* begin Supplied data *

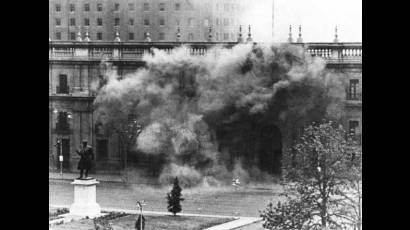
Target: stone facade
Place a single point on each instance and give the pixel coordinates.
(75, 67)
(134, 18)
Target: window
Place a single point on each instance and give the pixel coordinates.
(190, 22)
(146, 6)
(161, 6)
(161, 21)
(102, 149)
(62, 121)
(190, 37)
(352, 94)
(226, 21)
(131, 36)
(353, 127)
(146, 22)
(131, 6)
(226, 7)
(161, 36)
(63, 86)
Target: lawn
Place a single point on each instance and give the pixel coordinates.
(151, 223)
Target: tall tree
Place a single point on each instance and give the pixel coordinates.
(175, 198)
(319, 172)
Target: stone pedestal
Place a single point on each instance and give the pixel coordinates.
(85, 199)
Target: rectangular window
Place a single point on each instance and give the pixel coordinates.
(226, 7)
(161, 21)
(131, 36)
(131, 6)
(146, 22)
(63, 86)
(352, 94)
(190, 37)
(226, 21)
(161, 7)
(190, 22)
(146, 6)
(353, 127)
(161, 36)
(102, 149)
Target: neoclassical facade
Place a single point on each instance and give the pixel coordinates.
(140, 20)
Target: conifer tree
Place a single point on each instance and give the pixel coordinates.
(174, 198)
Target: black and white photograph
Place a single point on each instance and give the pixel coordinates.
(205, 114)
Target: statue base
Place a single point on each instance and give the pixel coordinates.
(85, 194)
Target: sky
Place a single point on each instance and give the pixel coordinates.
(318, 19)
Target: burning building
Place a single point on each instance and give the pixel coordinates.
(205, 110)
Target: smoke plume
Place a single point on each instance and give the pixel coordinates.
(200, 113)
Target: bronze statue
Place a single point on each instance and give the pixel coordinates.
(87, 156)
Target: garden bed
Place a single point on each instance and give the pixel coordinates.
(167, 222)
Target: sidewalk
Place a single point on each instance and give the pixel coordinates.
(72, 176)
(237, 223)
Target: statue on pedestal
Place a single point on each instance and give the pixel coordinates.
(87, 156)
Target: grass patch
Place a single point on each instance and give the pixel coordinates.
(168, 222)
(53, 213)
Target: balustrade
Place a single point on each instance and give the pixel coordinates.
(331, 52)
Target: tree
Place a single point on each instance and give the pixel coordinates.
(174, 198)
(319, 173)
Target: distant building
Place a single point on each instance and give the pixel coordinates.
(135, 19)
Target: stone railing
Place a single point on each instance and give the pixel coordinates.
(124, 51)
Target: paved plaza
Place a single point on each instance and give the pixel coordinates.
(244, 201)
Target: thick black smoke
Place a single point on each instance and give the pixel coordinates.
(196, 110)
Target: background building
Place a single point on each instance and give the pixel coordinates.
(135, 18)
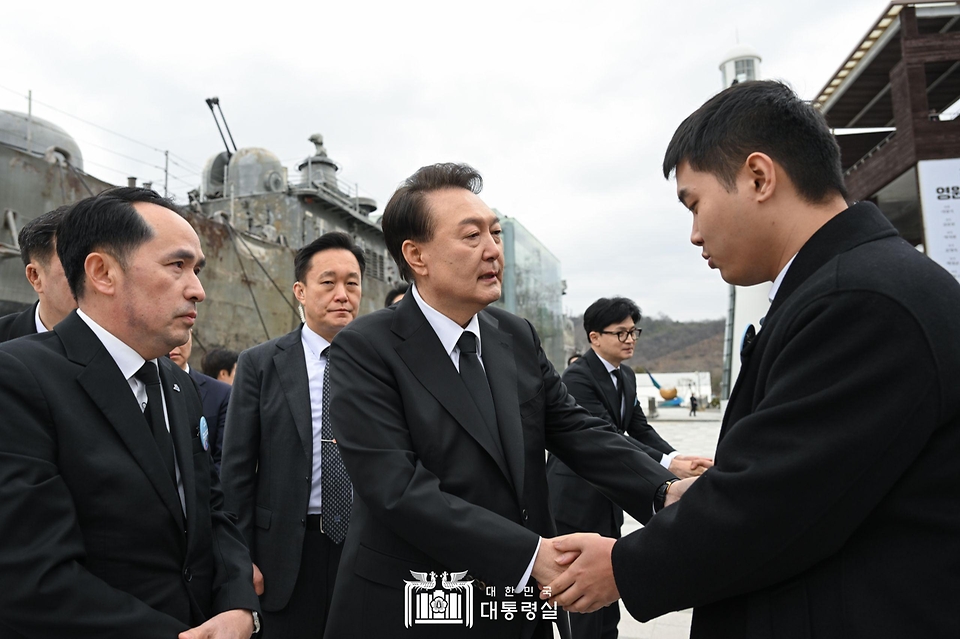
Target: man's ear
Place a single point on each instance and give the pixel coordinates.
(762, 173)
(102, 272)
(414, 257)
(35, 277)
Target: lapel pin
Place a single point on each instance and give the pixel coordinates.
(204, 434)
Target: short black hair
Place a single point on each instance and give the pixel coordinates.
(400, 289)
(760, 116)
(105, 222)
(607, 311)
(406, 216)
(218, 359)
(327, 241)
(37, 237)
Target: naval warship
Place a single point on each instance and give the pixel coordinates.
(250, 212)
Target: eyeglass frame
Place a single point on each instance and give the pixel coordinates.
(622, 335)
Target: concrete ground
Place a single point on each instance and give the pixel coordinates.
(689, 435)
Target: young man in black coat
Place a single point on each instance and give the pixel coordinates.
(606, 387)
(832, 510)
(38, 250)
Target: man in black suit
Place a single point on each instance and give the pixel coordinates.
(608, 389)
(110, 510)
(832, 508)
(282, 472)
(442, 411)
(38, 250)
(215, 397)
(220, 364)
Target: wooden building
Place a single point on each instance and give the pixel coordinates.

* end Supplied data *

| Problem description |
Starting with the line containing "Target: concrete ground" and going on through the end of the items, rewrite every line, requests included, and offset the answer coordinates by adding 134 to each number.

| Task result |
Target: concrete ground
Place a single point on each instance and give the pixel coordinates.
(823, 569)
Target: young man in black coat
Place a single point on each instance and give the pixel coordinates.
(740, 521)
(966, 644)
(172, 384)
Target: man in black suit
Place a single point on each instance and give the pixel coordinates.
(742, 523)
(244, 644)
(966, 642)
(416, 606)
(576, 545)
(172, 384)
(349, 531)
(354, 498)
Target: wooden building
Place a single point on each instance and give the pixel coordinates.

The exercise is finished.